» **Task instructions**
Output exactly the lines from the one with "Consider the photo above. Spot each instance of the paving" through the last line of the data below, both included, and nothing more.

(Saved entries)
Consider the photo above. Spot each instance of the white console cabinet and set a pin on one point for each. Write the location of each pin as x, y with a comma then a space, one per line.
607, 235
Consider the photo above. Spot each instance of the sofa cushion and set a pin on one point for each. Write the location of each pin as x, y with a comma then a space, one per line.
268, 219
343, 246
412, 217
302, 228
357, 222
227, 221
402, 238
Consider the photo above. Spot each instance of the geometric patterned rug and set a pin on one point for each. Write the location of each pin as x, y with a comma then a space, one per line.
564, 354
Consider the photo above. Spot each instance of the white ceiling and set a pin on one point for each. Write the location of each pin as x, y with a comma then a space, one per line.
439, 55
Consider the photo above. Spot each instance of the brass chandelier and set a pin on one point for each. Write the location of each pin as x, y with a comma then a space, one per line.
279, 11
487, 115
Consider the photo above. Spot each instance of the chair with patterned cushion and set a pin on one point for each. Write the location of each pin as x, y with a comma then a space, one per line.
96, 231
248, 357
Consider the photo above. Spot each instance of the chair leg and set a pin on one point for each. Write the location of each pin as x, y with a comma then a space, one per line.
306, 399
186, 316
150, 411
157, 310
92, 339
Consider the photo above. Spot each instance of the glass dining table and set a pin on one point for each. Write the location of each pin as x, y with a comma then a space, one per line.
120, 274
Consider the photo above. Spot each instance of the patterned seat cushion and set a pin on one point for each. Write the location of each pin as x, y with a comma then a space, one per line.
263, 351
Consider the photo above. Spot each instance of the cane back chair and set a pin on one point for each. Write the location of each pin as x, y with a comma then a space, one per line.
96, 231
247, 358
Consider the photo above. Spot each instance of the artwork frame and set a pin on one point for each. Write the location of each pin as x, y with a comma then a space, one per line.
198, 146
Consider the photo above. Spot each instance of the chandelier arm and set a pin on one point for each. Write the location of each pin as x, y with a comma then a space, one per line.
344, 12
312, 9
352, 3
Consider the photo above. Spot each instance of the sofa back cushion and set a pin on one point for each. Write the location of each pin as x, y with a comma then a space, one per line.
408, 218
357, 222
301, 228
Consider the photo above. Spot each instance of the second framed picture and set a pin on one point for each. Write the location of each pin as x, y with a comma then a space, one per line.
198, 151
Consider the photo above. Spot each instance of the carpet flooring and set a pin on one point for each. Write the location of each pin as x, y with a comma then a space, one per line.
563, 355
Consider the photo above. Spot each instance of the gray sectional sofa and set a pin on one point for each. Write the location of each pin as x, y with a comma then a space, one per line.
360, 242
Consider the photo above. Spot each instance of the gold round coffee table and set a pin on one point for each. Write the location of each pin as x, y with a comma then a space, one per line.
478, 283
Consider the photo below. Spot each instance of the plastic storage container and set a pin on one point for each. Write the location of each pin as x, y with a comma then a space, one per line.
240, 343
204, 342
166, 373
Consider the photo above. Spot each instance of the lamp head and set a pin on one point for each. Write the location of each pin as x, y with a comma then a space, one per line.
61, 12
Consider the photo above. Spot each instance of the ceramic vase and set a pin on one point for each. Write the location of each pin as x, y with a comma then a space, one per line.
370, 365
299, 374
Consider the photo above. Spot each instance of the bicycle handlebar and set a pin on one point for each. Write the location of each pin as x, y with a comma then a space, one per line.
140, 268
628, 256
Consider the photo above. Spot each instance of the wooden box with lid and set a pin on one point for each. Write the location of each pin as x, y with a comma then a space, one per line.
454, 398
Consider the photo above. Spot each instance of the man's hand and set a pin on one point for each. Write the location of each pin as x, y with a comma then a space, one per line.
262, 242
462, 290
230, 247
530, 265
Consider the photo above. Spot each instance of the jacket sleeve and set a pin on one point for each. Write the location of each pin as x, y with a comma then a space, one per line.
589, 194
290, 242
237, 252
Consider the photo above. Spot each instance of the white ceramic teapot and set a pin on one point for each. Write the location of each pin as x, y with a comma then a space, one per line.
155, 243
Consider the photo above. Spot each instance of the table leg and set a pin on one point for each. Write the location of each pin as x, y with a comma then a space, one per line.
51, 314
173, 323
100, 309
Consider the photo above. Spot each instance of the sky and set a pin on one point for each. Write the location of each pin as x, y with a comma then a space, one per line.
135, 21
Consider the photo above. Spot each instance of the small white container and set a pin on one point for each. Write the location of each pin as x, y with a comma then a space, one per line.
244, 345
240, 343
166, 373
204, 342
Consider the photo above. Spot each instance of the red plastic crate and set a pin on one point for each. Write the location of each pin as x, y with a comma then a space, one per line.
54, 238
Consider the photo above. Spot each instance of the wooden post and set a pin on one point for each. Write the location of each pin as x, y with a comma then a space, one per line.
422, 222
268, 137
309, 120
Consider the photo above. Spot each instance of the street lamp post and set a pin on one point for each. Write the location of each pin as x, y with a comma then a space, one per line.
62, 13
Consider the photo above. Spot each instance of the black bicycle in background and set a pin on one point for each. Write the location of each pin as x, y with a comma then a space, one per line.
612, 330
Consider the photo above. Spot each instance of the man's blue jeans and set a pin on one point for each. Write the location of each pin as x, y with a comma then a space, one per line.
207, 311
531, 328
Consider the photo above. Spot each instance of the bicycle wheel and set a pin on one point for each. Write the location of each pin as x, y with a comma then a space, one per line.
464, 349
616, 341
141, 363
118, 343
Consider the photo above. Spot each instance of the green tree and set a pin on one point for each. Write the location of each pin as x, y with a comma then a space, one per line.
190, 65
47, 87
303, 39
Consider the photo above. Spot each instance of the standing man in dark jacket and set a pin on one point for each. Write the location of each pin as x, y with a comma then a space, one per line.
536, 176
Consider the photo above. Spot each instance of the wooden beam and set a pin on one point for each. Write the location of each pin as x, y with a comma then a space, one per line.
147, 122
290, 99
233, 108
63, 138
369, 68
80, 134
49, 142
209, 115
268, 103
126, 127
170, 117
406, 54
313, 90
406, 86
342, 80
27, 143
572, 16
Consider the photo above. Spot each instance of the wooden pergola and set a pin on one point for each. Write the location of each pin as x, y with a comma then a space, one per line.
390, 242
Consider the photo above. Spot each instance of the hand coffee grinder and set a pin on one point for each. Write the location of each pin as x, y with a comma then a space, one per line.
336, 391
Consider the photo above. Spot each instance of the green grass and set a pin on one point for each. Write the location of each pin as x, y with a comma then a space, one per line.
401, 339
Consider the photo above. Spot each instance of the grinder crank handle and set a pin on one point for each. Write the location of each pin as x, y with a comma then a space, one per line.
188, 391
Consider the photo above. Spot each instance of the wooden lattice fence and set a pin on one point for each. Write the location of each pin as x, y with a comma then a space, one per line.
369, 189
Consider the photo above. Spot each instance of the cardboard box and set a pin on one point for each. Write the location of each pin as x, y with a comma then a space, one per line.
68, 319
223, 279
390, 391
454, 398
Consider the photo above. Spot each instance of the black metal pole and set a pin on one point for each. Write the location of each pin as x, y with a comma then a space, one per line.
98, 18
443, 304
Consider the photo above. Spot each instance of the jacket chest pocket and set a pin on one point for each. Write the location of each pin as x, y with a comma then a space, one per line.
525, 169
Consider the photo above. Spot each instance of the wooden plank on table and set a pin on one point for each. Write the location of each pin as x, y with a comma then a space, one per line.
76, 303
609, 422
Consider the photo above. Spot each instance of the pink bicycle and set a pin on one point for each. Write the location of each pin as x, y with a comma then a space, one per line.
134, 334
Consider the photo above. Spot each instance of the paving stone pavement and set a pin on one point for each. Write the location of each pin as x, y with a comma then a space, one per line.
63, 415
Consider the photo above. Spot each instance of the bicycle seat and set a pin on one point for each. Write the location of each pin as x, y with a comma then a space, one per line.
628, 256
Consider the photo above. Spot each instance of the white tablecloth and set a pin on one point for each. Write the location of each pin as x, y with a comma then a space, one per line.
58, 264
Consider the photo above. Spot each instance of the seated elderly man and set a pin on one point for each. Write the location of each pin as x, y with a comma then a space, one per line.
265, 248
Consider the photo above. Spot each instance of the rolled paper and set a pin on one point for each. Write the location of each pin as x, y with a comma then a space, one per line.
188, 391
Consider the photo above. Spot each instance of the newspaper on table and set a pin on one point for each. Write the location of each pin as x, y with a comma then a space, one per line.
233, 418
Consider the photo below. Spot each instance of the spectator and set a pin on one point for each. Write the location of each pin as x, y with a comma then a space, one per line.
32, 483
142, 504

» **Output for this exercise**
Consider the photo above. Spot each instance of the paving stone pavement and set a pin on one point for each. Write the location of each pin as x, y with a comma then a space, one per line.
63, 415
Consider the photo above. Spot each instance of the bicycle seat and set a pin on one point for each. Write the location of each pin as x, y with a comma then a space, one per line.
628, 256
Consider the photo above. Spot each instance of the white tablecloth and set a pin on one point for each. Write the location of each pin as x, y with a comma then a space, one per line.
58, 264
Consider the photo above. Spot each instance of the seated elderly man and set a pin on one point for each. Write the location of each pin as x, y with a comma then a space, one per line.
265, 248
Consider the photo above. Spot each instance of the rolled paper and set a pin on one point for each. Write the location of each pin as x, y with a comma then a space, one per line.
188, 391
Consider the photo above. Spot each instance of the newspaper on table and set a pin on one point for each. Write the location of each pin as x, y with a comma then a space, one per line.
233, 418
Consider the photo below. Spot each instance of the spectator and set a pin on one point for each. Write the location of each pin as x, y with a comma then a space, one per line.
32, 483
142, 504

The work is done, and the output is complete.